Reescribe las líneas de abajo como una tabla en Markdown con dos columnas, «Número» y «Línea», que recojan el número de fila y la línea correspondiente. Omite las líneas en blanco.

== LÍNEAS DE LA TAREA

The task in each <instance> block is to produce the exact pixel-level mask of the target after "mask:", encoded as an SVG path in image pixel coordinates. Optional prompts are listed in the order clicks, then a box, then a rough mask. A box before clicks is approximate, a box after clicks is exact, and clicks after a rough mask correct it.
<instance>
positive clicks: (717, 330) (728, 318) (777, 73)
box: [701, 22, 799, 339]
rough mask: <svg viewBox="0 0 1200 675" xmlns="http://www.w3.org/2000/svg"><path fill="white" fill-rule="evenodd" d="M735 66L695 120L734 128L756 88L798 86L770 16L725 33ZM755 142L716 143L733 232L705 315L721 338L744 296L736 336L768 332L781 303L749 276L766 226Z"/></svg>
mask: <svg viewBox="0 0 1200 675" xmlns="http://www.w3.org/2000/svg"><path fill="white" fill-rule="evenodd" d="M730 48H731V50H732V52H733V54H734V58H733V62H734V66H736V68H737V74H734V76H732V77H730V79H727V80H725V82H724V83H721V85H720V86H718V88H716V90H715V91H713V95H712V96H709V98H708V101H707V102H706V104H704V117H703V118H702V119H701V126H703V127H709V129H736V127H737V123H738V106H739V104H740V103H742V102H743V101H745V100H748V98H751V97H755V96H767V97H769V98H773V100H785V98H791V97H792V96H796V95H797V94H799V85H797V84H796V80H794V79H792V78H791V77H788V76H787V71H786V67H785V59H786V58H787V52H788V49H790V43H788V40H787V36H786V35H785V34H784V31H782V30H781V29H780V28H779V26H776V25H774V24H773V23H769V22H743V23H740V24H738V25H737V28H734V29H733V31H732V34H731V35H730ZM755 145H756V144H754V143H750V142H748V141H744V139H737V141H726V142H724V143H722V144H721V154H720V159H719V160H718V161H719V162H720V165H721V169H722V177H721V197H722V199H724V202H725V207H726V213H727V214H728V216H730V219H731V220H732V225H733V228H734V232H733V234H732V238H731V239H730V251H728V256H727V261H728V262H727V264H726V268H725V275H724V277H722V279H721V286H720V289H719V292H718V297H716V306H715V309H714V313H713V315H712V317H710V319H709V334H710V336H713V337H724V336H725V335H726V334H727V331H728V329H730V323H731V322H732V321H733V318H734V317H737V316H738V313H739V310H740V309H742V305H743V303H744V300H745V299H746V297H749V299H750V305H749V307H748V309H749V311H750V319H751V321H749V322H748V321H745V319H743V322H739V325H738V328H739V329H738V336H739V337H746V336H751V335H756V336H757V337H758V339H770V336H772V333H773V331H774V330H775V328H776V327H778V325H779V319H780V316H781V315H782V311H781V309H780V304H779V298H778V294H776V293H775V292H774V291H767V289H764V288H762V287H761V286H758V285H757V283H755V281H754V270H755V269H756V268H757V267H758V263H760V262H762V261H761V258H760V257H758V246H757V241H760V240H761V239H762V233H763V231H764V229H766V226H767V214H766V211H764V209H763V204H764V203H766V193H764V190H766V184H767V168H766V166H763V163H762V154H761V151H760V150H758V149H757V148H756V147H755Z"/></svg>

====

**RESULTADO DEL EJERCICIO**:
| Número | Línea |
|---|---|
| 1 | The task in each <instance> block is to produce the exact pixel-level mask of the target after "mask:", encoded as an SVG path in image pixel coordinates. Optional prompts are listed in the order clicks, then a box, then a rough mask. A box before clicks is approximate, a box after clicks is exact, and clicks after a rough mask correct it. |
| 2 | <instance> |
| 3 | positive clicks: (717, 330) (728, 318) (777, 73) |
| 4 | box: [701, 22, 799, 339] |
| 5 | rough mask: <svg viewBox="0 0 1200 675" xmlns="http://www.w3.org/2000/svg"><path fill="white" fill-rule="evenodd" d="M735 66L695 120L734 128L756 88L798 86L770 16L725 33ZM755 142L716 143L733 232L705 315L721 338L744 296L736 336L768 332L781 303L749 276L766 226Z"/></svg> |
| 6 | mask: <svg viewBox="0 0 1200 675" xmlns="http://www.w3.org/2000/svg"><path fill="white" fill-rule="evenodd" d="M730 48H731V50H732V52H733V54H734V58H733V62H734V66H736V68H737V74H734V76H732V77H730V79H727V80H725V82H724V83H721V85H720V86H718V88H716V90H715V91H713V95H712V96H709V98H708V101H707V102H706V104H704V117H703V118H702V119H701V126H703V127H709V129H736V127H737V123H738V106H739V104H740V103H742V102H743V101H745V100H748V98H751V97H755V96H767V97H769V98H773V100H785V98H791V97H792V96H796V95H797V94H799V85H797V84H796V80H794V79H792V78H791V77H788V76H787V71H786V67H785V59H786V58H787V52H788V49H790V43H788V40H787V36H786V35H785V34H784V31H782V30H781V29H780V28H779V26H776V25H774V24H773V23H769V22H743V23H740V24H738V25H737V28H734V29H733V31H732V34H731V35H730ZM755 145H756V144H754V143H750V142H748V141H744V139H737V141H726V142H724V143H722V144H721V154H720V159H719V160H718V161H719V162H720V165H721V169H722V177H721V197H722V199H724V202H725V207H726V213H727V214H728V216H730V219H731V220H732V225H733V228H734V232H733V234H732V238H731V239H730V251H728V256H727V261H728V262H727V264H726V268H725V275H724V277H722V279H721V286H720V289H719V292H718V297H716V306H715V309H714V313H713V315H712V317H710V319H709V334H710V336H713V337H724V336H725V335H726V334H727V331H728V329H730V323H731V322H732V321H733V318H734V317H737V316H738V313H739V310H740V309H742V305H743V303H744V300H745V299H746V297H749V299H750V305H749V307H748V309H749V311H750V319H751V321H749V322H748V321H745V319H743V322H739V325H738V328H739V329H738V336H739V337H746V336H751V335H756V336H757V337H758V339H770V336H772V333H773V331H774V330H775V328H776V327H778V325H779V319H780V316H781V315H782V311H781V309H780V304H779V298H778V294H776V293H775V292H774V291H767V289H764V288H762V287H761V286H758V285H757V283H755V281H754V270H755V269H756V268H757V267H758V263H760V262H762V261H761V258H760V257H758V246H757V241H760V240H761V239H762V233H763V231H764V229H766V226H767V214H766V211H764V209H763V204H764V203H766V193H764V190H766V184H767V168H766V166H763V163H762V154H761V151H760V150H758V149H757V148H756V147H755Z"/></svg> |